* _TASK TO CARRY OUT_: Retype every line of the entries below with no changes at all.

[start of RECORDS SUPPLIED]

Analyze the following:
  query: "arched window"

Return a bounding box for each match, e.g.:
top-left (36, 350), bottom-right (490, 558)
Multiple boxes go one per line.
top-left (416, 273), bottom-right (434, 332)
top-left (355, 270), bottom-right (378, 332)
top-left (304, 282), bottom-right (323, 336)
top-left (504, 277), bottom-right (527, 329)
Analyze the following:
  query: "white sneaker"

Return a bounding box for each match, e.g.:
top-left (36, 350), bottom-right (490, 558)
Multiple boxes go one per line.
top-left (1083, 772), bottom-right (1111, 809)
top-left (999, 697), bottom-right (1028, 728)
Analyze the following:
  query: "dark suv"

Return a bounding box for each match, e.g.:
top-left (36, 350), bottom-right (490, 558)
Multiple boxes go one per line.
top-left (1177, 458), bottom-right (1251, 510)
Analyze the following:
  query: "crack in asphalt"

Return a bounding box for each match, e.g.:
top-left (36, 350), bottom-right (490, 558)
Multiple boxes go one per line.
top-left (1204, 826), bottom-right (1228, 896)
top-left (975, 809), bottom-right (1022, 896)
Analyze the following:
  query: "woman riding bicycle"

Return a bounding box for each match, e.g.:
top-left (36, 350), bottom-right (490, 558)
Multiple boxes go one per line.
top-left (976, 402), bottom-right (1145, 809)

[end of RECORDS SUPPLIED]

* _ANSWER BELOW_:
Analyze the following:
  query: "arched window"

Return a bounding box for each match, e.g.:
top-left (36, 350), bottom-right (490, 558)
Multiple boxes go one per line.
top-left (416, 273), bottom-right (434, 332)
top-left (355, 270), bottom-right (378, 332)
top-left (304, 282), bottom-right (323, 336)
top-left (504, 277), bottom-right (527, 329)
Analyze the following:
  query: "white sneaker"

Return a bounding box for each match, e.g.:
top-left (36, 350), bottom-right (490, 558)
Multiple boxes go one per line.
top-left (1083, 772), bottom-right (1111, 809)
top-left (999, 697), bottom-right (1028, 728)
Analyze the following:
  query: "dark suv"

Return a bounding box for each match, e.g.:
top-left (36, 350), bottom-right (490, 558)
Multiple boxes go one per line.
top-left (1177, 458), bottom-right (1251, 510)
Analyze the following:
  query: "crack in asphalt"

Return a bounding box for each match, e.g.:
top-left (36, 350), bottom-right (490, 558)
Multiple boxes go one per line.
top-left (1204, 826), bottom-right (1228, 896)
top-left (975, 809), bottom-right (1022, 896)
Analyze the following:
  query: "woman riding bicycle"

Return a bounding box for each match, e.g.:
top-left (36, 350), bottom-right (490, 558)
Multiple boxes go one per line.
top-left (976, 402), bottom-right (1145, 809)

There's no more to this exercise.